Retype everything in the balaclava thread from "I got to thinking" down to "does everyone use?", word for word.

▶ **Text to read**
════
# Balaclavas?



## RootDKJ (Feb 2, 2011)

Does anyone have a Balaclava that they really love?

I'm using the Seirus Combo Clava.  It's just ok.  It does keep my face warm, but retains a lot of breath moisture.  It also stinks in there.

I got to thinking that Seirus has basically been using the same design/fabrics since the late 80's.  I was thinking about getting the Terramar Thermolator neck warmer but figured I'd check with AZ first.

So what does everyone use?


----------



## o3jeff (Feb 3, 2011)

I just ordered a Smartwool neck warmer yesterday since I have the same problems as you with my Turtlefur fleece.


----------



## Edd (Feb 3, 2011)

I have the same one you do Root.  It needs to be below 0 with wind to make me put the mask up.  As far as keeping my head/neck warm it's an essential piece of gear with temps below 20.

It's gross to have that mask up with the breath issue.  I used several pairs of goggles with it and it's always a bit of work to make sure I don't have any exposed skin around the eyes as it's not a perfect fit.

It blows my mind when I see folks with the mask up and the temps are in the 20s or 30s.


----------



## Glenn (Feb 3, 2011)

My wife and I use the TurtleClava by TurtleFur. It's basically one of their neck gators, with a top on it. The top is thin; must be for going under a helmet. We just put our hats on top of it. I find that it's easier to operate than a Serious "Masque"...and less stinky.


----------



## Warp Daddy (Feb 3, 2011)

OK  I 've had em ALL -- The absolute BEST i have and one that easily got me thru  75 below zero windchill at Tremblant a couple seasons ago is The POLARWRAP HEAT EXCHANGER   -- i have the Mask it has a copper heat exchanger DOES NOT HOLD IN moisture , converts outside air to warmer air for your lungs to breathe . 

IT AIN"T Cheap   $59 BUT i go NO WHERE without it -- the sucker is bullet - proof


----------



## Black Phantom (Feb 3, 2011)

RootDKJ said:


> Does anyone have a Balaclava that they really love?
> 
> I'm using the Seirus Combo Clava.  It's just ok.  It does keep my face warm, but retains a lot of breath moisture.  It also stinks in there.
> 
> ...



I have an R1 balaclava from Patagonia. I only use it when it is below 10* otherwise I am just too warm.

Do you wash whatever it is you are using after every use?


----------



## Warp Daddy (Feb 3, 2011)
════
▶ **Provided records**
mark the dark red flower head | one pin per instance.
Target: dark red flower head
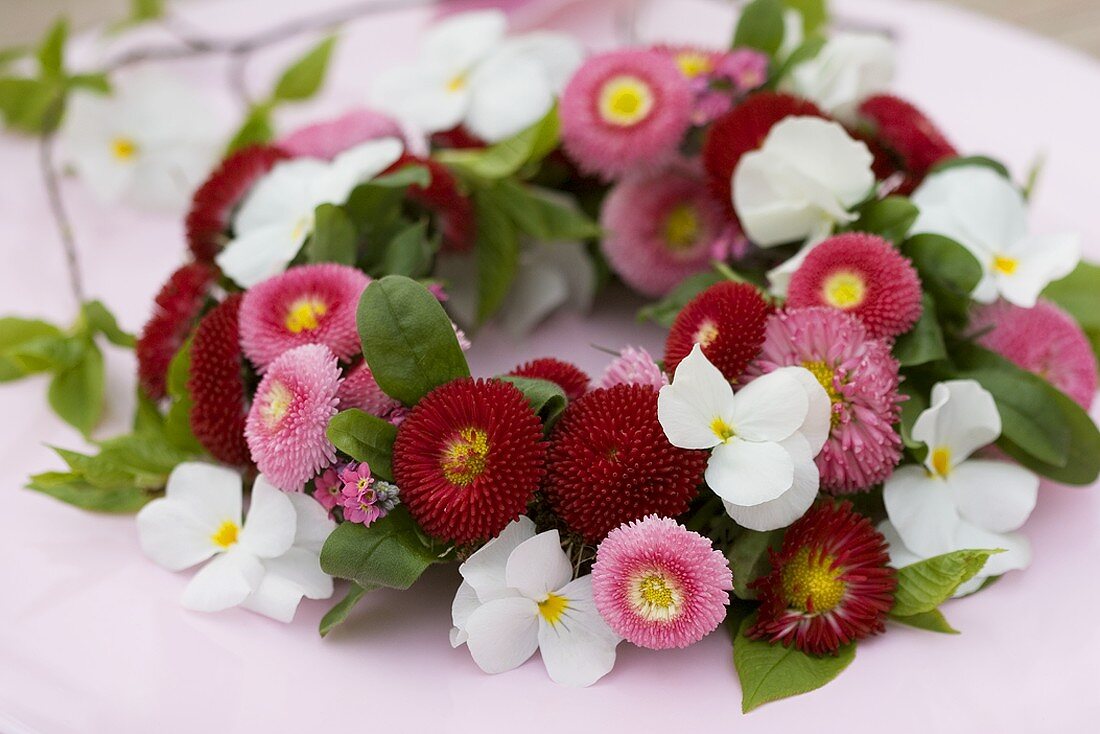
(612, 463)
(727, 320)
(468, 459)
(829, 585)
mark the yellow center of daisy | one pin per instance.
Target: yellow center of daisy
(465, 457)
(812, 582)
(552, 607)
(305, 315)
(625, 100)
(226, 535)
(681, 228)
(1007, 265)
(693, 64)
(123, 149)
(844, 289)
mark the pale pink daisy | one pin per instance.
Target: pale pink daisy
(625, 109)
(305, 305)
(634, 367)
(289, 415)
(860, 376)
(660, 585)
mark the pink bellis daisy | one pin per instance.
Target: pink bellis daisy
(623, 109)
(305, 305)
(285, 428)
(660, 585)
(1044, 340)
(860, 378)
(662, 226)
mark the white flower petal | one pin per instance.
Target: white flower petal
(485, 569)
(538, 566)
(922, 510)
(994, 495)
(503, 634)
(749, 473)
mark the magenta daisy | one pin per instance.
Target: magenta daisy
(861, 380)
(305, 305)
(623, 109)
(634, 367)
(660, 585)
(1044, 340)
(661, 226)
(289, 415)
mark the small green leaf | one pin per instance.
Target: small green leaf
(924, 585)
(770, 672)
(365, 438)
(333, 239)
(388, 554)
(408, 340)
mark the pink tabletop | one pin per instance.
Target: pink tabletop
(91, 634)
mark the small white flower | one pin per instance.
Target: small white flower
(149, 143)
(986, 214)
(763, 438)
(954, 502)
(469, 74)
(277, 215)
(849, 68)
(801, 183)
(517, 596)
(266, 565)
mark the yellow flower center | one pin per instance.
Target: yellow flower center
(1007, 265)
(465, 457)
(812, 582)
(226, 535)
(845, 289)
(625, 100)
(681, 228)
(123, 149)
(693, 64)
(305, 315)
(552, 607)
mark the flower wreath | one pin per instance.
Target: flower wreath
════
▶ **Answer to this exercise**
I got to thinking that Seirus has basically been using the same design/fabrics since the late 80's.  I was thinking about getting the Terramar Thermolator neck warmer but figured I'd check with AZ first.

So what does everyone use?